(Records excerpted from a collection)
+ + + +

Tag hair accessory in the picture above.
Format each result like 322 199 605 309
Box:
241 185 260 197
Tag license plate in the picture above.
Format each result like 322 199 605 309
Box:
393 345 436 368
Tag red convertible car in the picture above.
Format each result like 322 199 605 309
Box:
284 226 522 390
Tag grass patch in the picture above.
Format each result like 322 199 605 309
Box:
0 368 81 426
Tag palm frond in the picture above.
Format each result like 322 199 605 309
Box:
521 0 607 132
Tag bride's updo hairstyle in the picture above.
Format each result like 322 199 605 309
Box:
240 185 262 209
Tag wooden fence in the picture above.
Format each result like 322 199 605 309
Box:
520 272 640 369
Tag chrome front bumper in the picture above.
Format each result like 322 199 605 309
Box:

+ + + +

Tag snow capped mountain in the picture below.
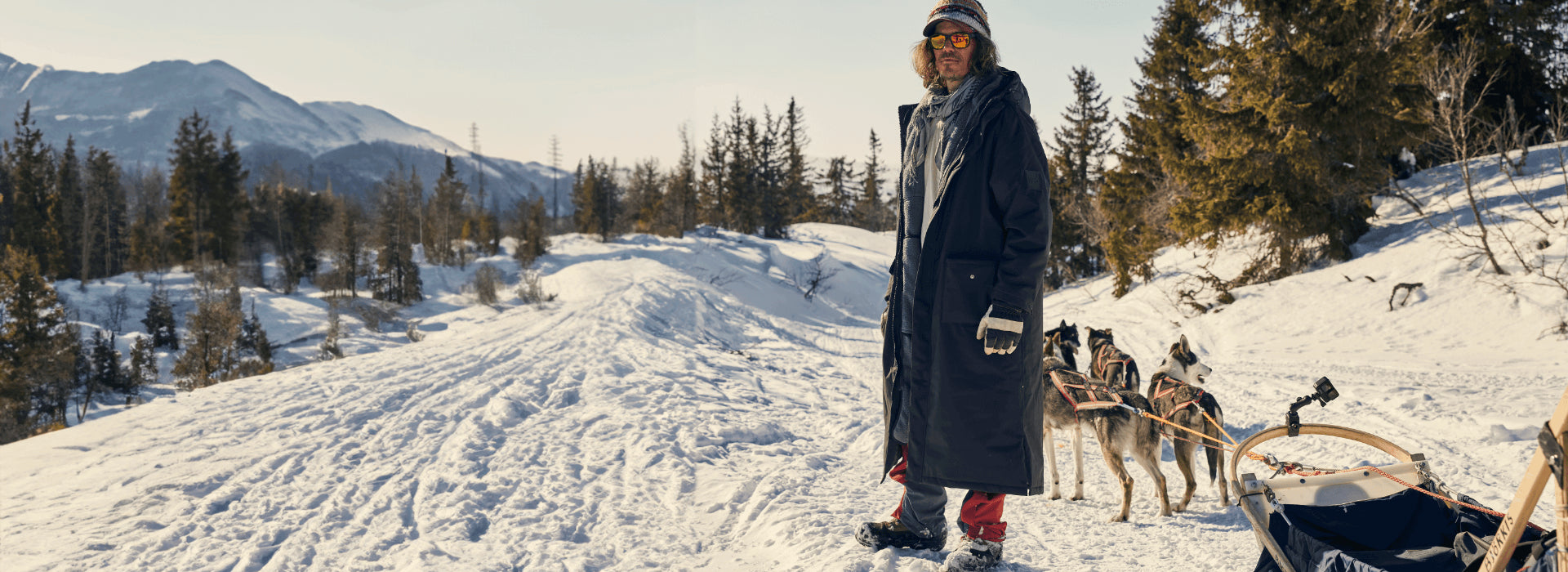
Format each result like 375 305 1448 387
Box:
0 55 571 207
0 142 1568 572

+ + + +

Goal:
Rewrite the material between the lines holding "Tag red convertible car in the picture above." and "521 0 607 132", inclusive, keeping every line in place with the requests and format samples unchanged. Scale each answer's coordinates by 1.4, rounding to whole numbers with halves going up.

Solution:
Tag red convertible car in the picture above.
Format each result like 322 199 605 309
Box:
398 316 731 546
Tag grass patch in the picture above.
Format each result like 322 199 605 309
Box:
0 515 113 596
Tag palm frond in the picture above.
Format each result like 322 199 605 309
Box:
729 0 850 185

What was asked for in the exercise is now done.